**RECORDS FOR THE EXERCISE**
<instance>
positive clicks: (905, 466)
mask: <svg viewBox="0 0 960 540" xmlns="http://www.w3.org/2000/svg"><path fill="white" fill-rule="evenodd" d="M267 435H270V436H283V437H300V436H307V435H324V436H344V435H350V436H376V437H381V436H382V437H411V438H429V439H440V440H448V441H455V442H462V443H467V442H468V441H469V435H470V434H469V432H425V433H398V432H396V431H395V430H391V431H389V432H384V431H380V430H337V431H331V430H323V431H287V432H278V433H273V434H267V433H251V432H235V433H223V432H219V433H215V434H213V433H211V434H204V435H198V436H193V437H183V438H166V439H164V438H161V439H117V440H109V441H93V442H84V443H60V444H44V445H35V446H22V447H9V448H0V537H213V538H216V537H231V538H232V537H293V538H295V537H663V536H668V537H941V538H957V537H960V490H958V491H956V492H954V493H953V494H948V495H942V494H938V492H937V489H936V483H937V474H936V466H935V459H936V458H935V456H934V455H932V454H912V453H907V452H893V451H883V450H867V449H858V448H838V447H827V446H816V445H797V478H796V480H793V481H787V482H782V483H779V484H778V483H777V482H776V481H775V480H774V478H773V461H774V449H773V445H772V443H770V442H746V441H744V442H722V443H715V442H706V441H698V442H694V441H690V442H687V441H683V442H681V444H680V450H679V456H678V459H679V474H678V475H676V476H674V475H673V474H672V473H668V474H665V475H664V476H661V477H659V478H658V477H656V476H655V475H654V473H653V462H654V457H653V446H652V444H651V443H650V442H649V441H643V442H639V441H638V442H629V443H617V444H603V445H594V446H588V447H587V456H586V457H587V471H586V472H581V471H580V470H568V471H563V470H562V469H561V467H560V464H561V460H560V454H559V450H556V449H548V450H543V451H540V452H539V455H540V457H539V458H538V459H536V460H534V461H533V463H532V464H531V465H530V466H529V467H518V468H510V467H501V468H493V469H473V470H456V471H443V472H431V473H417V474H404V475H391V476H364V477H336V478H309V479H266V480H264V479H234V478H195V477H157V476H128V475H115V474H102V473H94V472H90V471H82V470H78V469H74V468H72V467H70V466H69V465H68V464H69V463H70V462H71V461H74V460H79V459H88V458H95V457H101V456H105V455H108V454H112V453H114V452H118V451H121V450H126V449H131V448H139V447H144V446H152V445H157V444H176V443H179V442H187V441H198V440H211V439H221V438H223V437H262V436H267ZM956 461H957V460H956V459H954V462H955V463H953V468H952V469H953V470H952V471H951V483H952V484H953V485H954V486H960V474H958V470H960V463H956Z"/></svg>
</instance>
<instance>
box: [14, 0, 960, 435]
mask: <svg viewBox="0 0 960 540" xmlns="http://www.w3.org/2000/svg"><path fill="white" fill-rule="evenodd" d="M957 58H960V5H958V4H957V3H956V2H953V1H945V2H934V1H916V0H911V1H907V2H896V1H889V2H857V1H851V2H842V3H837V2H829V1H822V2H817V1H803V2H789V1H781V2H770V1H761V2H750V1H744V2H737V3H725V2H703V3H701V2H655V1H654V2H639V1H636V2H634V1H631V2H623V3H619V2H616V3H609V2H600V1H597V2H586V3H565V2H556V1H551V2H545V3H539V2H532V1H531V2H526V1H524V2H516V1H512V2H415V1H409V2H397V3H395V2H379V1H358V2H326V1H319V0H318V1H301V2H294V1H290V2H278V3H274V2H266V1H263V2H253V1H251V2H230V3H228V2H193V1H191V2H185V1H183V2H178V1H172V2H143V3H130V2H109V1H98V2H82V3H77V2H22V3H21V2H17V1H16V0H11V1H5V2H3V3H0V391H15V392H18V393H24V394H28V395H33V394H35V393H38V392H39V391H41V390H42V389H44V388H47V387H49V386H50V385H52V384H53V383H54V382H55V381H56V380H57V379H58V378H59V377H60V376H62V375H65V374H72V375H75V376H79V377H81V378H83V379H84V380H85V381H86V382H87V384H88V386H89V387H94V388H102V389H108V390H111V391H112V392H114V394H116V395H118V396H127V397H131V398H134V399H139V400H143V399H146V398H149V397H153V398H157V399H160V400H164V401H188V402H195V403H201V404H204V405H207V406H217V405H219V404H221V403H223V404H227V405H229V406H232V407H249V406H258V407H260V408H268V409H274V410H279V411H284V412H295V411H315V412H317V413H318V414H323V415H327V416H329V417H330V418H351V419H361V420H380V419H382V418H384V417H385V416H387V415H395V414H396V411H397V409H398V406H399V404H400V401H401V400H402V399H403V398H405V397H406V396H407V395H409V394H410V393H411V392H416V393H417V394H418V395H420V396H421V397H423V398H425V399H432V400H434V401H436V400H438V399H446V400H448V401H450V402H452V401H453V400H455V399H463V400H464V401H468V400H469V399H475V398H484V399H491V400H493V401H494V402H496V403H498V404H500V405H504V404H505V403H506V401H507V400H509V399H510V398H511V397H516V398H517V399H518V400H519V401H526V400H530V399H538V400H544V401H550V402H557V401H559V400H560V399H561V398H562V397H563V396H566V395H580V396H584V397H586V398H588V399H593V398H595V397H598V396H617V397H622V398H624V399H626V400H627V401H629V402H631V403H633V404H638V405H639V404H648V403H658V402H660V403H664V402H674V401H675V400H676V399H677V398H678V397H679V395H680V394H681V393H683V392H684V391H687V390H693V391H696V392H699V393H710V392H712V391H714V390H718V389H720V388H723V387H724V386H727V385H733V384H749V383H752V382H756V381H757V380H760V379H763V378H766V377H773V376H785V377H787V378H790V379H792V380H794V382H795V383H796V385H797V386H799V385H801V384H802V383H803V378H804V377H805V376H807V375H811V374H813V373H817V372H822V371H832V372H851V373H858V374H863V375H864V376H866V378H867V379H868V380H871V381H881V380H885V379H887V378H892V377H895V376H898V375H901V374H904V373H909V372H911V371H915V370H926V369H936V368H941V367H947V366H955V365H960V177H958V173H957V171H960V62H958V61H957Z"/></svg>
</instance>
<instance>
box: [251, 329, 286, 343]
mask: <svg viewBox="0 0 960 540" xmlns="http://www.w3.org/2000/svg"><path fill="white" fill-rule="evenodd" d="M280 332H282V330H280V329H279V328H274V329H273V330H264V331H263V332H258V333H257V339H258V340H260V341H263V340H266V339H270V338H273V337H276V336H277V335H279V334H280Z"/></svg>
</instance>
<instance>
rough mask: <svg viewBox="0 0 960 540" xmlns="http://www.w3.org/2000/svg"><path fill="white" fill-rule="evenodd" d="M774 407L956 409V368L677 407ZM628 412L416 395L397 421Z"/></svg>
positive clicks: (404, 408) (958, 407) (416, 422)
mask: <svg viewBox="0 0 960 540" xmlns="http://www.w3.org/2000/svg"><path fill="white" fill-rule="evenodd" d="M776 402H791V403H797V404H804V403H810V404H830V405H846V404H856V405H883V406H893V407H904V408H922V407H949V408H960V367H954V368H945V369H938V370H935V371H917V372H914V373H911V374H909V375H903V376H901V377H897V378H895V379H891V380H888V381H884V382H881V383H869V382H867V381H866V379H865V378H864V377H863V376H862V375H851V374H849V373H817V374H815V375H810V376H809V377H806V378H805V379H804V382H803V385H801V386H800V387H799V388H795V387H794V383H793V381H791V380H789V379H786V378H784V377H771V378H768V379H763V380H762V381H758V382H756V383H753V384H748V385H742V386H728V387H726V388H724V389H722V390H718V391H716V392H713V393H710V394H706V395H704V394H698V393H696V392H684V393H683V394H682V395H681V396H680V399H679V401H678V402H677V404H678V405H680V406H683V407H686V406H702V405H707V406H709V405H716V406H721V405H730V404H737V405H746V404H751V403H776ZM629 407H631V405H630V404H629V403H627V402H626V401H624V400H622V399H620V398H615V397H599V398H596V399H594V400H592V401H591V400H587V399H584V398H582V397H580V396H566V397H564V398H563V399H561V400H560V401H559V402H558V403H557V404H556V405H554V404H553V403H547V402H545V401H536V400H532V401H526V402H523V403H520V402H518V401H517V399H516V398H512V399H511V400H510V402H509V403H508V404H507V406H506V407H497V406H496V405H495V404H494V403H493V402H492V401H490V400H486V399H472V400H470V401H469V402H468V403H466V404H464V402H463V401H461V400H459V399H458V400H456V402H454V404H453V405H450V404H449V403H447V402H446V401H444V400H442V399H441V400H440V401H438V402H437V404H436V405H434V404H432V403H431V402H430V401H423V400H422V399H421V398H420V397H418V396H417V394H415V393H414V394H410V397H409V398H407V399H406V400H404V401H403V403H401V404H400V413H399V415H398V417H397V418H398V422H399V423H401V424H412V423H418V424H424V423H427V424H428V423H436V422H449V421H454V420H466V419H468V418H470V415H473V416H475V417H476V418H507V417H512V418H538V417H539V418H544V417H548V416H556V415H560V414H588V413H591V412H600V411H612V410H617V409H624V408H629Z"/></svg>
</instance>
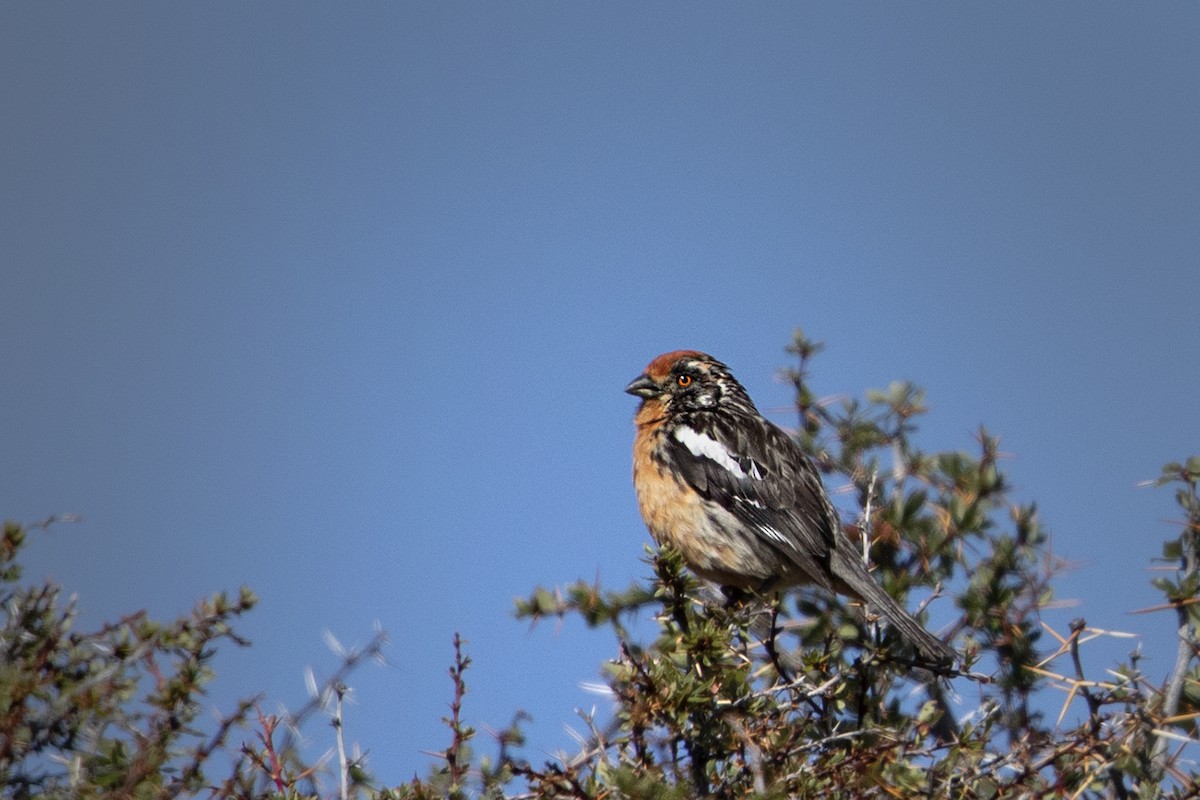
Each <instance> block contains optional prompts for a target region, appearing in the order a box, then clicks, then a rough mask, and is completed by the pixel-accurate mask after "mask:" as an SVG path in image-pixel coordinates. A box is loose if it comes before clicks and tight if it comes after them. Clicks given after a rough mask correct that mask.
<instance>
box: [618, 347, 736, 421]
mask: <svg viewBox="0 0 1200 800" xmlns="http://www.w3.org/2000/svg"><path fill="white" fill-rule="evenodd" d="M625 391H626V392H629V393H630V395H635V396H637V397H641V398H642V402H643V405H644V404H646V403H659V404H661V405H662V407H664V409H665V410H666V411H668V413H672V414H679V413H692V411H710V410H716V409H719V408H721V409H730V410H734V409H737V410H743V411H748V413H751V414H754V413H756V411H755V408H754V403H751V402H750V397H749V396H746V391H745V390H744V389H743V387H742V385H740V384H739V383H738V381H737V380H736V379H734V378H733V375H732V374H730V368H728V367H726V366H725V365H724V363H721V362H720V361H718V360H716V359H714V357H713V356H710V355H708V354H706V353H700V351H698V350H672V351H671V353H664V354H662V355H660V356H659V357H656V359H654V361H650V363H649V366H647V367H646V372H643V373H642V374H640V375H638V377H637V378H635V379H634V380H632V381H631V383H630V384H629V385H628V386H625Z"/></svg>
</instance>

**TASK DIRECTIONS**
Please copy the material above verbatim, from the line with "Each <instance> block" to the line with "box: [618, 347, 736, 421]", including both of those lines.

**RESPONSE TO THIS TASK**
Each <instance> block contains optional prompts for a target region, appearing in the order a box, then clicks, then a rough mask, and is completed by the pixel-accurate mask after "mask:" as an SVG path in image-pixel coordinates. A box is loose if it comes before clicks and tight if it comes after them. Clicks given after a rough mask correct that mask.
<instance>
box: [618, 347, 736, 421]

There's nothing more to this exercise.